(Entries for labeling bounding boxes)

-=-=-=-=-

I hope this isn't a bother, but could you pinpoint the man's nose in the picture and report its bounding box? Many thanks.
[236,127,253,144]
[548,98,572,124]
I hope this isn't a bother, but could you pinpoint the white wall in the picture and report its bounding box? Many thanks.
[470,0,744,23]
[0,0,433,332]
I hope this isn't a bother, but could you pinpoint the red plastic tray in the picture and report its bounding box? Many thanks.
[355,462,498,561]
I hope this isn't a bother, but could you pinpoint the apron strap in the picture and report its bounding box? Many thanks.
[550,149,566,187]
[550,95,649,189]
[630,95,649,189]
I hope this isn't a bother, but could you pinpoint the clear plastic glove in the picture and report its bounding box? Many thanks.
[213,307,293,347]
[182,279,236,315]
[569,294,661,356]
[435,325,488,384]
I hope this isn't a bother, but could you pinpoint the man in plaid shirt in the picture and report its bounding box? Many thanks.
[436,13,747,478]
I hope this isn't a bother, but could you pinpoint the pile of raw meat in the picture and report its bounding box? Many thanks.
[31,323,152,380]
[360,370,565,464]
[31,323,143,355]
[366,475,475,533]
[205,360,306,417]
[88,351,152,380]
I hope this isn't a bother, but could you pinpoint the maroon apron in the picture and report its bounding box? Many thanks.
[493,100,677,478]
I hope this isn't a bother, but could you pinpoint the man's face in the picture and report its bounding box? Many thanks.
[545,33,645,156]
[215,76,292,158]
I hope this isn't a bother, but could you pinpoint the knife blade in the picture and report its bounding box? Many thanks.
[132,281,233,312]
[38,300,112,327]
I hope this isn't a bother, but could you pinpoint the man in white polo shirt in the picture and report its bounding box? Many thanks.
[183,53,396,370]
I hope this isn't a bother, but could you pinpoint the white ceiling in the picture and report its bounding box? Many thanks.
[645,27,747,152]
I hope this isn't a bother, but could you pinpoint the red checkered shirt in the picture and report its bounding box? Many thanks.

-=-=-=-=-

#### EXERCISE:
Rewrite the stretch of material from the line containing "the red plastic" through the line containing "[630,95,649,189]", renaming "apron strap" to "apron tie" and leaving everything else as it is.

#### FINAL RESULT:
I hope this isn't a bother, but could you pinpoint the red plastic tray in the picture and report its bounding box? Many thanks.
[355,462,498,561]
I hope this isn't a bother, but could you pinpoint the apron tie in the picture and report its bounding box? Many thanks.
[550,149,566,187]
[550,95,649,189]
[630,95,649,189]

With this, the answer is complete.